Looking ahead to next year, you may want to consider changing your status from a pass-through business to a C-corporation in spite of the 20% deduction, Navani says. While pass-throughs may still have advantages, the 2017 Tax Cuts and Jobs Act reduced income tax rates from 35% to a flat 21% for all C-corporations.
Whether the switch makes sense for you is something your tax specialist can help you understand.
2. Create a smart plan for paying taxes
The sooner you have an idea of your business’s general outlook for the tax year, the better prepared you are to prevent cash flow disruptions—either by putting money aside or arranging for a line of credit to pay the IRS. Ask your accountant whether you’d be better off paying quarterly estimated taxes next year, allowing you to distribute the tax burden throughout the year instead of having to find the cash for a large tax payment in April. (You may need to pay estimated taxes throughout the year to avoid interest and possibly penalties levied by the IRS.)
3. Set up—or add to—a retirement savings plan
In addition to personal IRA contributions, small business owners have several options for employer-sponsored retirement savings plans, including SIMPLE IRA, SEP IRA, 401(k), and profit-sharing plans. They differ in the amount the employer and employee can contribute, the investment options available, and the ease and expense of setting them up, among other factors. With any plan, contributions you make for yourself and your employees may be tax-deductible. Small businesses may also get a tax credit to help defray the cost of starting certain retirement plans. For calendar year taxpayers, you generally have until the due date of your tax return in 2020 (for the 2019 tax year) to contribute funds to a retirement plan for the 2019 tax year. But some types of plans must be established before the end of this year, or earlier during this year, to get the tax deduction for 2019. Ask your tax advisor.
4. Take advantage of larger deductions for equipment
If you buy new or used equipment for your company and place it in service before the end of the year, you could be entitled to a federal tax deduction of up to $1.02 million. Because the deductions are intended for small businesses, they start to phase out at spending amounts starting at $2,550,000, ending above $3,570,000.

• **PROVIDED DATA**

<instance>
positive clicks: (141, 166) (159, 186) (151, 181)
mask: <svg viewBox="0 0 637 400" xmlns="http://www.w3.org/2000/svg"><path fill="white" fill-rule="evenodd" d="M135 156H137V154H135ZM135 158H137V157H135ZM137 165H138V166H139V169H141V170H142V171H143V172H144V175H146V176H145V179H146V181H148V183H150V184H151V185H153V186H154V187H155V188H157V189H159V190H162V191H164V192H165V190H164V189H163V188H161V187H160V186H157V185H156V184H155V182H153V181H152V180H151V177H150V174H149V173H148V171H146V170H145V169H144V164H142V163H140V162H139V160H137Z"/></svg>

• **WHAT IS EXPECTED**
Continue the small-business tax tips excerpt above, picking up right after its last sentence.

• **RESULT FOR THIS EXERCISE**
In addition, businesses can take a 100% bonus depreciation deduction on certain kinds of equipment bought and placed in service after Sept. 27, 2017 (up from 50%). That deduction applies to purchases of certain used as well as new equipment.
5. Defer revenue and accelerate expenses—or vice versa
If your company operates on a cash basis for tax purposes and your profits seem likely to be higher in 2019 than in previous years, you may want to defer revenue during the last part of the year as a way of reducing your 2019 taxable income. Consider delaying the delivery of certain products or services until January. Another option: Pay some 2020 costs in advance—for example, if you’re going to a trade show early that year, you may be able to pay registration fees in 2019. Alternatively, if you expect your business to be more profitable in 2020 than this year, consider accelerating cash collection before Dec. 31 and delaying deductible expenses until after the new year.
6. Contribute to charity
Giving can not only help you fulfill your goals as a socially responsible business and engage your employees in a meaningful activity—it can provide your business with a tax deduction, usually equal to the fair market value of the property donated. However, if you own a pass-through business, be aware that your ability to deduct charitable gifts made by the business could be limited in 2019. The recent Tax Cuts and Jobs Act capped personal itemized deductions for state and local taxes. The standard deduction for 2019 is $24,400 for married couples filing jointly and $12,200 for individuals. If you claim the standard deduction, you can’t write off charitable gifts, so be sure to review your giving strategy with your tax specialist, advises Navani.